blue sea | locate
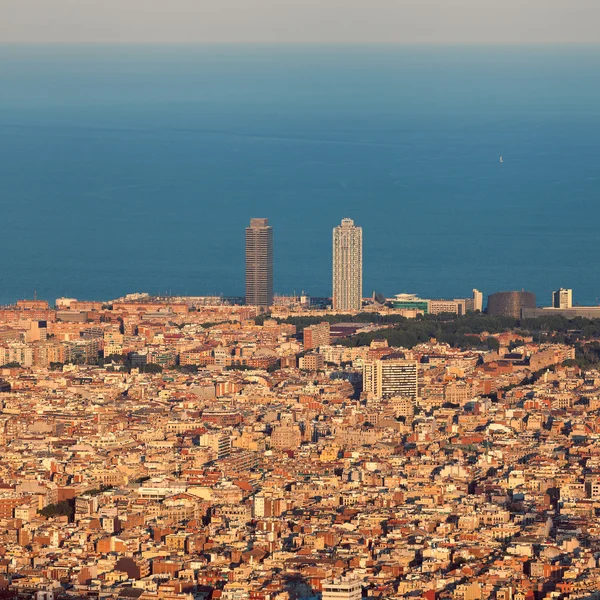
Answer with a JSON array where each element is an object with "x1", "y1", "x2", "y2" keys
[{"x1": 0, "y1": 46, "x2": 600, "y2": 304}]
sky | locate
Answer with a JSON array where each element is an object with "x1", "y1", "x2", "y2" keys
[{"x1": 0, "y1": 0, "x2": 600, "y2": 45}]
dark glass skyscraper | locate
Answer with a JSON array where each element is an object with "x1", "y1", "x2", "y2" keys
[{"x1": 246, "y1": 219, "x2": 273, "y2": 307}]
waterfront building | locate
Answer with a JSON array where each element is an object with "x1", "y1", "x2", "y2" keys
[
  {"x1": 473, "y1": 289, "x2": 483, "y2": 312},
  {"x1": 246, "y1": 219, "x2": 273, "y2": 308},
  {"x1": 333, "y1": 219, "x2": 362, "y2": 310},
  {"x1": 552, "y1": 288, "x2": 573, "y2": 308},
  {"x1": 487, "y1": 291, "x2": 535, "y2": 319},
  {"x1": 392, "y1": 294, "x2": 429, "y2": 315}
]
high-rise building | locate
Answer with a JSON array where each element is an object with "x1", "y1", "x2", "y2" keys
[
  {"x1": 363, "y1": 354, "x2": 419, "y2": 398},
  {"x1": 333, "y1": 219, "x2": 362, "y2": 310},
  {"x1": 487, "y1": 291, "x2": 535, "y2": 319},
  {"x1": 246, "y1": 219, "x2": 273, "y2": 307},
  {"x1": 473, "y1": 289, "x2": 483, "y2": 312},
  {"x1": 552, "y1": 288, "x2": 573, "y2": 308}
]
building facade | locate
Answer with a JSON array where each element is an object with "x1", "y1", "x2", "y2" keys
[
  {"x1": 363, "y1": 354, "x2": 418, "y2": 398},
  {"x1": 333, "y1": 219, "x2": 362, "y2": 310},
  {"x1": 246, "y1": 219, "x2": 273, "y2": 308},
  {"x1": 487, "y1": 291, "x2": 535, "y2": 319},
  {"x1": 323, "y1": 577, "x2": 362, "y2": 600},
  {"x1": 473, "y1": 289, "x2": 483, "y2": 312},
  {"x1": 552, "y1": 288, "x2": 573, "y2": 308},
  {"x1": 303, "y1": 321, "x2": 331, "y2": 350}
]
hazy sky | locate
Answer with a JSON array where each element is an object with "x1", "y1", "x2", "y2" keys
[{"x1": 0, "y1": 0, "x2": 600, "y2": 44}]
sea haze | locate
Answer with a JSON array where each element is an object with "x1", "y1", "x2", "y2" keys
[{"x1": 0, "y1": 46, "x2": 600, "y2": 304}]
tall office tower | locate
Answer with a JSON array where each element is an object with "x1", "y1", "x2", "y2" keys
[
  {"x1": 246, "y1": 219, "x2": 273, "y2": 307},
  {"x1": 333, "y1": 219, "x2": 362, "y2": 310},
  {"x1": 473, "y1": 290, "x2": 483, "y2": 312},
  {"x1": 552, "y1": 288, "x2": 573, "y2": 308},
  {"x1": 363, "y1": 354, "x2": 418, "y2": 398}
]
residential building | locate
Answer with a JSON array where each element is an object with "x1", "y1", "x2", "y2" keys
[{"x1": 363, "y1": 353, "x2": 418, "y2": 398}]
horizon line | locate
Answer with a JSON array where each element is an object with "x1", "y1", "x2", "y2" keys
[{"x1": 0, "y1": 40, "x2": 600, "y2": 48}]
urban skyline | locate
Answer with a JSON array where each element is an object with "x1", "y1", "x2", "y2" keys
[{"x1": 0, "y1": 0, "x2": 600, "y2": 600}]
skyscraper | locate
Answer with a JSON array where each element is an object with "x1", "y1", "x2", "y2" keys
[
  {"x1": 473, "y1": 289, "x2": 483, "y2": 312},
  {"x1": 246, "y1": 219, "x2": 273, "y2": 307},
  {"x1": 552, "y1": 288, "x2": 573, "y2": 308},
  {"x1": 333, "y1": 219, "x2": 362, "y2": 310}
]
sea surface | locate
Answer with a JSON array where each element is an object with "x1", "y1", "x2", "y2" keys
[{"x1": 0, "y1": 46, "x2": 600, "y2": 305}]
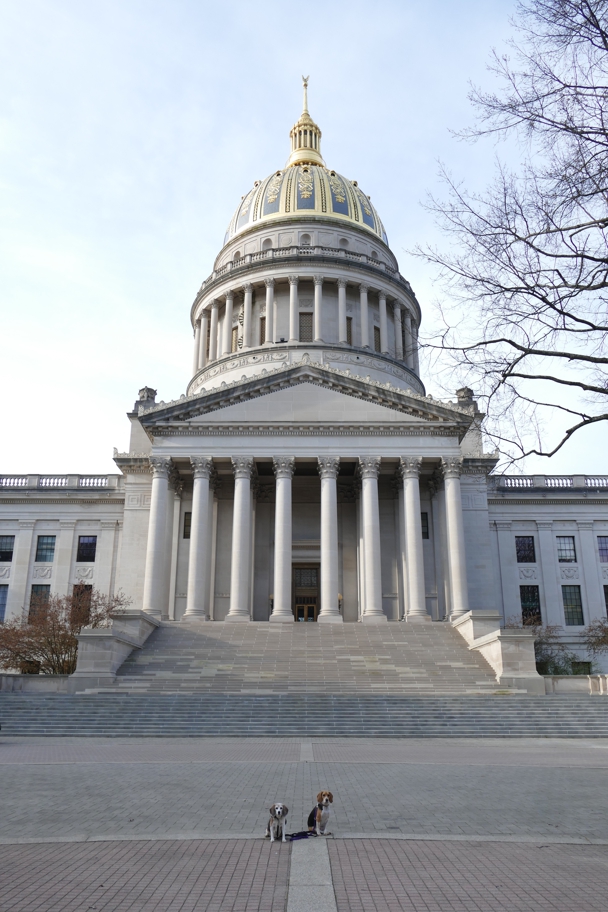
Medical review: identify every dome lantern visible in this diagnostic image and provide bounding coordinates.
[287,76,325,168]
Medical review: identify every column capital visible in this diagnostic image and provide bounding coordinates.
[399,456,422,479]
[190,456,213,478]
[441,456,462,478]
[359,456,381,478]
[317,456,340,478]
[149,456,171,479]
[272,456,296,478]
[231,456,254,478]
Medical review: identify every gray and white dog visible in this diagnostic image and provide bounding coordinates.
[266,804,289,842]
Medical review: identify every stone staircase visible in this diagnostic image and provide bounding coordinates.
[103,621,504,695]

· · · ·

• [WHAT THE EXERCISE ASKS]: Repeat all of the records above word for word, leaving the pictures out of your answer.

• [SOLVED EXERCISE]:
blue sea | locate
Answer with a JSON array where each element is an object with "x1", "y1", "x2", "y2" keys
[{"x1": 0, "y1": 46, "x2": 600, "y2": 304}]
sky | locate
Answer with a JSON array where each element is an object with "x1", "y1", "x2", "y2" keys
[{"x1": 0, "y1": 0, "x2": 600, "y2": 45}]
dark glass skyscraper | locate
Answer with a JSON array where each element is an object with "x1", "y1", "x2", "y2" keys
[{"x1": 246, "y1": 219, "x2": 273, "y2": 307}]
waterfront building | locate
Answer with a JSON array where each element is an object with "x1", "y1", "x2", "y2" keys
[
  {"x1": 473, "y1": 289, "x2": 483, "y2": 312},
  {"x1": 246, "y1": 219, "x2": 273, "y2": 308},
  {"x1": 333, "y1": 219, "x2": 362, "y2": 310},
  {"x1": 552, "y1": 288, "x2": 573, "y2": 308},
  {"x1": 487, "y1": 291, "x2": 535, "y2": 319},
  {"x1": 392, "y1": 294, "x2": 429, "y2": 315}
]
high-rise building | locate
Answer with a JSON array where each element is an object with "x1", "y1", "x2", "y2" keys
[
  {"x1": 363, "y1": 354, "x2": 419, "y2": 398},
  {"x1": 333, "y1": 219, "x2": 362, "y2": 310},
  {"x1": 487, "y1": 291, "x2": 535, "y2": 319},
  {"x1": 246, "y1": 219, "x2": 273, "y2": 307},
  {"x1": 473, "y1": 289, "x2": 483, "y2": 312},
  {"x1": 552, "y1": 288, "x2": 573, "y2": 308}
]
building facade | locate
Answer with a JSON array where each element is an object with "x1", "y1", "x2", "y2" keys
[
  {"x1": 363, "y1": 354, "x2": 418, "y2": 398},
  {"x1": 333, "y1": 219, "x2": 362, "y2": 310},
  {"x1": 246, "y1": 219, "x2": 273, "y2": 308},
  {"x1": 487, "y1": 291, "x2": 535, "y2": 319},
  {"x1": 323, "y1": 577, "x2": 362, "y2": 600},
  {"x1": 473, "y1": 289, "x2": 483, "y2": 312},
  {"x1": 552, "y1": 288, "x2": 573, "y2": 308},
  {"x1": 303, "y1": 321, "x2": 331, "y2": 350}
]
hazy sky | locate
Answer with a JSON array where each element is an object with "x1", "y1", "x2", "y2" keys
[{"x1": 0, "y1": 0, "x2": 600, "y2": 44}]
sea haze | locate
Answer with a JSON array where each element is an object with "x1", "y1", "x2", "y2" keys
[{"x1": 0, "y1": 46, "x2": 600, "y2": 304}]
tall office tower | locate
Answer with a JSON array where each element is an object with "x1", "y1", "x2", "y2" keys
[
  {"x1": 246, "y1": 219, "x2": 273, "y2": 307},
  {"x1": 333, "y1": 219, "x2": 362, "y2": 310},
  {"x1": 473, "y1": 290, "x2": 483, "y2": 312},
  {"x1": 552, "y1": 288, "x2": 573, "y2": 308},
  {"x1": 363, "y1": 354, "x2": 418, "y2": 398}
]
residential building | locate
Answer with a JSON array where each element is an object with "x1", "y1", "x2", "y2" keys
[{"x1": 363, "y1": 353, "x2": 418, "y2": 398}]
horizon line | locate
Answer with a JSON array where each element is an object with "x1", "y1", "x2", "y2" keys
[{"x1": 0, "y1": 40, "x2": 600, "y2": 48}]
urban skyline | locate
Answer with a JSON array where each element is an object with "x1", "y1", "x2", "y2" keys
[{"x1": 0, "y1": 0, "x2": 600, "y2": 600}]
skyscraper | locate
Answer with a JSON array where each element is an object with "x1", "y1", "x2", "y2" keys
[
  {"x1": 473, "y1": 289, "x2": 483, "y2": 312},
  {"x1": 246, "y1": 219, "x2": 273, "y2": 307},
  {"x1": 552, "y1": 288, "x2": 573, "y2": 308},
  {"x1": 333, "y1": 219, "x2": 362, "y2": 310}
]
sea surface | locate
Answer with a JSON array where each element is an object with "x1", "y1", "x2", "y2" keys
[{"x1": 0, "y1": 46, "x2": 600, "y2": 305}]
Medical review: identify every dome lantern visible in this diagnostic image and provide bounding coordinates.
[287,76,325,168]
Medical review: identify every column capital visible in this diagnostic image and provide bounding coordinates.
[399,456,422,479]
[190,456,213,478]
[441,456,462,478]
[359,456,381,478]
[317,456,340,478]
[149,456,171,479]
[272,456,296,478]
[231,456,254,478]
Medical review: identify every gray and white dog visible in this diagnostic image and provide bounding coordinates.
[266,804,289,842]
Medical review: identify every stone staircase visible in this diagnostic image and provide bounding coordinates.
[103,621,504,695]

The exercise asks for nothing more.